§ Instructions to follow: Return every entry exactly as it is written in the listing.

§ Information supplied:
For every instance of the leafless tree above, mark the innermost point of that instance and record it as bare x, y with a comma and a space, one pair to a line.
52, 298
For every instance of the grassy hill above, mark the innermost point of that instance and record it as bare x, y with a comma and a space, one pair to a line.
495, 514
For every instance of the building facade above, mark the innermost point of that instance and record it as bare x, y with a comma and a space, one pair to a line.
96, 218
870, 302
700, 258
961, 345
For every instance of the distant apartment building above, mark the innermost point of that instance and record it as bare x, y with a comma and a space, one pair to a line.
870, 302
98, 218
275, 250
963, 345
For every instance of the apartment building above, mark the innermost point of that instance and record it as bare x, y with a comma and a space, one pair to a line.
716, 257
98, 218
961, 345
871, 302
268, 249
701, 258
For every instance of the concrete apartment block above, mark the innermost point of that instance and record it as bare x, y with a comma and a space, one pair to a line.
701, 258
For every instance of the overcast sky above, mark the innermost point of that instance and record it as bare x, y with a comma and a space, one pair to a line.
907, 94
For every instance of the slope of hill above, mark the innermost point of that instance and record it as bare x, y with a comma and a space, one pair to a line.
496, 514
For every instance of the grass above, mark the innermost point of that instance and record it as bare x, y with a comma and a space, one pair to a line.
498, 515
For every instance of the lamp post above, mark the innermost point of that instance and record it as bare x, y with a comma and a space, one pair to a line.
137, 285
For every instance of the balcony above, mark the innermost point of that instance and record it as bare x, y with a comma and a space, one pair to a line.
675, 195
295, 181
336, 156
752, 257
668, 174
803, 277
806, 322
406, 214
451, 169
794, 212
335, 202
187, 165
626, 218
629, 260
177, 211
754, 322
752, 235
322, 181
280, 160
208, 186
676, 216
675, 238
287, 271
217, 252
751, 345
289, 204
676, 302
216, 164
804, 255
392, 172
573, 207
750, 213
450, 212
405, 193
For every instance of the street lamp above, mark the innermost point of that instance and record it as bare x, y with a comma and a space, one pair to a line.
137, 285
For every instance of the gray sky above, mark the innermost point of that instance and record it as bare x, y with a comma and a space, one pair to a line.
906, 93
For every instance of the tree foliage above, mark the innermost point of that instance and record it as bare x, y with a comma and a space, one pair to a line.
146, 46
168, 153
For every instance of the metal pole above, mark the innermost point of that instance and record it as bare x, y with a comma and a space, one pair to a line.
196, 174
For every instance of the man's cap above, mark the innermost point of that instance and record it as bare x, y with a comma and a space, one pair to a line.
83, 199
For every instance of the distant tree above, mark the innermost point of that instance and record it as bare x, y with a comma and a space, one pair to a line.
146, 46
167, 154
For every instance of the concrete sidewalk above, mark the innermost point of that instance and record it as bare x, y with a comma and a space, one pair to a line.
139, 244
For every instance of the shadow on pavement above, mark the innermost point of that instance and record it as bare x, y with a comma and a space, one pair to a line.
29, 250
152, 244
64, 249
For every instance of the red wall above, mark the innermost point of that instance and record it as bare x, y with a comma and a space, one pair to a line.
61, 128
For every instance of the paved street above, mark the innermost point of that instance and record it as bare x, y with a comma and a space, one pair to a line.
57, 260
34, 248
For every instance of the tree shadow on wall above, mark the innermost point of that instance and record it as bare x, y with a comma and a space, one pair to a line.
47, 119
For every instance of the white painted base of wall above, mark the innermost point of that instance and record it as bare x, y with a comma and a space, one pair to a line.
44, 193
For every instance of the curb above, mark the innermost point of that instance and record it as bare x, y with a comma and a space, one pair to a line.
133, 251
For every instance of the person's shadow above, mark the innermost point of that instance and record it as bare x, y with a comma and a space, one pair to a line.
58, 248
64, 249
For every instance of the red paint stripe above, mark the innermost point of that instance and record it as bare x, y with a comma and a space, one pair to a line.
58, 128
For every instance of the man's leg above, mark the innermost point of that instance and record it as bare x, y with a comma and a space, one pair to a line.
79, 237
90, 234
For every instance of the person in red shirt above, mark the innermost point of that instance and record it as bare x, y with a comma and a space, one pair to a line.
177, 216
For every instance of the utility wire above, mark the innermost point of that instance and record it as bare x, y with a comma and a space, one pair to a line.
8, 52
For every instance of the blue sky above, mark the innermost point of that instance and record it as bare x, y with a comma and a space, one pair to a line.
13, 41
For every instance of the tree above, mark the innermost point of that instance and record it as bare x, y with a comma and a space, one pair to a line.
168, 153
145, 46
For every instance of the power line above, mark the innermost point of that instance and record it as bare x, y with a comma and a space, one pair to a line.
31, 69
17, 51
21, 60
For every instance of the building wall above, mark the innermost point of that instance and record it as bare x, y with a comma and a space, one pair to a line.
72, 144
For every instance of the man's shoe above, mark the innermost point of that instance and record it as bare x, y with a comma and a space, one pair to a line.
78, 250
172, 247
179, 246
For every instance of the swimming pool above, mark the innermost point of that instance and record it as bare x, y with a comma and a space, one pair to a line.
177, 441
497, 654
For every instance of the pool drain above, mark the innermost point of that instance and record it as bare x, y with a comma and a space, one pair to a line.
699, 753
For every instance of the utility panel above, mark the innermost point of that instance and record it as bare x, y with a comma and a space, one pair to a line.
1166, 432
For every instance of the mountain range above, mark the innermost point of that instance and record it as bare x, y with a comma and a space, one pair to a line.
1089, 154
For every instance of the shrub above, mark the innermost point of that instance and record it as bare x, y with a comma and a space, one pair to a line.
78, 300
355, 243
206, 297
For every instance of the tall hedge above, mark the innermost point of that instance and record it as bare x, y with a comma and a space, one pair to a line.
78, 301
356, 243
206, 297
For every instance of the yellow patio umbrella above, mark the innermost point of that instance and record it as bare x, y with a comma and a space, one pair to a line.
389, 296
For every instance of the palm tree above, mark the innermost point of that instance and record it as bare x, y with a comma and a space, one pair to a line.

§ Exercise answer:
For every instance of the leafless tree above, mark the innermost point of that instance and record it as bare x, y with a comma and a space, one pair to a line.
52, 298
For every instance of the grassy hill above, mark the innermost point of that instance and record it as bare x, y with a comma and a space, one pair to a line.
495, 514
For every instance of the building facade above, mark the innermost point of that instance and record it as bare x, y with a comma and a space, one pair to a line.
96, 218
870, 302
700, 258
961, 345
For every instance of the distant apartment building above, mark the innermost point of that instance and record it as bare x, y with a comma and a space, one pair to a line.
870, 302
98, 218
275, 250
963, 345
For every instance of the apartment building above, mark the innermost point of that instance and record it as bare x, y with a comma and a space, one pair to a line.
716, 257
98, 218
961, 345
871, 302
268, 249
701, 258
For every instance of the concrete apartment block above, mark the innermost point of that instance and record it as bare x, y with a comma and a space, one pair to a line.
701, 258
For every instance of the overcast sky above, mark the innermost point of that instance and record it as bare x, y with a comma and a space, one pair to a line.
907, 94
For every instance of the slope of hill above, mark the innermost point of that instance and record it as bare x, y with a comma and a space, one pair to a line.
496, 514
For every instance of the grass above, mark the innermost point of that instance and record it as bare x, y with a comma and a space, one pair to a line.
498, 515
For every instance of the lamp post above, mark the innermost point of that instance and record it as bare x, y with a comma and a space, one pair to a line.
137, 285
For every instance of the balcony above, mark the innermost point of that instance and record it as bare x, y with a comma and a space, one pair to a line.
675, 195
295, 181
336, 156
752, 257
668, 174
803, 277
806, 322
406, 214
451, 169
794, 212
335, 202
187, 165
626, 218
629, 260
177, 211
754, 322
752, 235
322, 181
280, 160
208, 186
676, 216
675, 238
287, 271
217, 252
751, 345
289, 204
676, 302
216, 164
804, 255
392, 172
573, 207
750, 213
450, 212
405, 193
For every instance of the street lamp above, mark the innermost point of that instance and record it as bare x, y with a comma and a space, one pair to a line.
137, 285
For every instance of the gray sky above, mark the innermost point of that instance and record it as bare x, y with a comma and a space, one pair to a line.
906, 93
For every instance of the tree foliage above, mark the innermost point of that instance and record it as bare x, y with a comma and a space, one pair to a line.
146, 46
168, 153
For every instance of the metal pole above, mark the innermost point of that instance and record it as bare x, y with a comma and a space, one pair to a line.
196, 174
For every instance of the man's cap above, mark the innermost point of that instance and record it as bare x, y with a comma and a space, one pair to a line.
83, 199
For every instance of the distant tree above, mark the innermost point of that instance and record it as bare x, y with a comma and a space, one pair to a line.
146, 46
167, 154
For every instance of the concrete sidewalk above, mark the innermost point of that instance and record it as bare x, y with a comma and a space, one pair to a line.
139, 244
For every instance of the shadow on pavement above, mark the innermost point of that instance and record it as bare x, y with a comma and a space, one pair to a line.
29, 250
152, 244
64, 249
For every instance of the red wall above, mark the innermost point of that instance and record it as bare x, y with a comma and a space, one pair to a line.
61, 128
For every instance of the paved street above, mark the innermost point of that instance and record it as bare x, y with a comma and a space, one pair to a line.
57, 260
34, 248
For every instance of the tree shadow on wall above, mark the innermost point of that instance and record it as bare x, y with a comma and a space, one pair to a line.
47, 119
For every instance of the white painted base of wall above, mark the innermost point of that instance and record it as bare x, y with a comma and a space, one pair to a line.
44, 193
For every instance of the curb above, mark the innermost point of that instance and record it as bare x, y with a comma and a space, one pair to a line.
133, 251
For every instance of the person's shadow above, mark the innermost point of that instance and record it as bare x, y with a comma and a space, one pair to a line.
58, 248
64, 249
For every instance of the red paint stripe above, mark the innermost point of that instance and record it as bare x, y with a comma and a space, one pair to a line.
58, 128
For every instance of the man's leg above, mark the innermost point of that instance and record it as bare x, y with a comma and a space, one pair to a line.
79, 237
90, 234
For every instance of the person in red shirt above, mark the innermost point of that instance and record it as bare x, y with a comma and a space, one pair to a line.
177, 216
For every instance of the utility wire above, mark the innermost point of that instance and record it as bare x, y with a comma and a space, one pair to a line.
8, 52
For every instance of the blue sky above, mark the innermost point of that instance and record it as bare x, y with a comma and a space, one pair to a line.
13, 41
For every instance of the tree above, mark the innermost point of that instance and record it as bare x, y with a comma and a space, one pair to a line.
168, 153
145, 46
For every instance of the power line above, mark the innermost point of that instance and record it as bare x, y with a comma and a space, one pair to a line.
31, 69
17, 51
21, 60
For every instance of the building wall above, mark the innermost point of that instance and record it as bare x, y with a comma and a space, one pair to a line.
72, 144
For every instance of the man's shoe above, mark the innermost point of that instance and record it as bare x, y with a comma and a space, one pair to a line.
78, 250
172, 247
179, 246
For every instance of the swimming pool above, mark the innermost point of that instance and record it as bare x, y with a comma and a space, one pair to a line.
177, 441
497, 654
For every instance of the pool drain above, mark the innermost point of that instance and record it as bare x, y with a comma and a space, one pair to a line.
699, 753
For every instance of the utility panel above, mark the innermost point of that instance and record it as bare x, y with a comma and a space, one pair to a line.
1166, 432
For every instance of the mountain range above, mark the innermost point of that instance and record it as bare x, y with a comma and a space, one pair to a line.
1089, 154
For every instance of the shrub above, mark the innermost point of that instance and record it as bare x, y with a comma and a space, one pair to a line.
78, 300
355, 243
206, 297
For every instance of the tall hedge above, mark the innermost point of that instance and record it as bare x, y with a comma and a space, one pair to a line.
78, 301
356, 243
206, 297
For every instance of the yellow patio umbrella above, mark the innermost point of that instance and record it as bare x, y with a comma and a space, one pair to a line.
389, 296
For every instance of the palm tree above, mark the innermost point of that instance and record it as bare x, y with a comma and a space, one pair to a line.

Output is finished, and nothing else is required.